To do: An exact copy of the entries is required, with every image omitted.

Items from a dataset:
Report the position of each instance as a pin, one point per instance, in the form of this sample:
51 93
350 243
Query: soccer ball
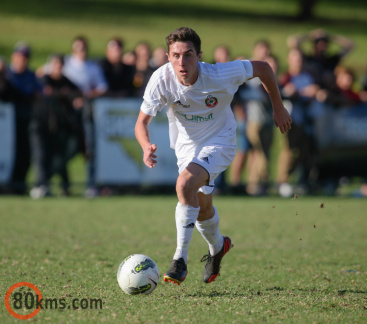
138 274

Response area:
Report the position of each instance as a pin, one point per instance, in the form of this sample:
51 93
350 243
Query: soccer ball
138 274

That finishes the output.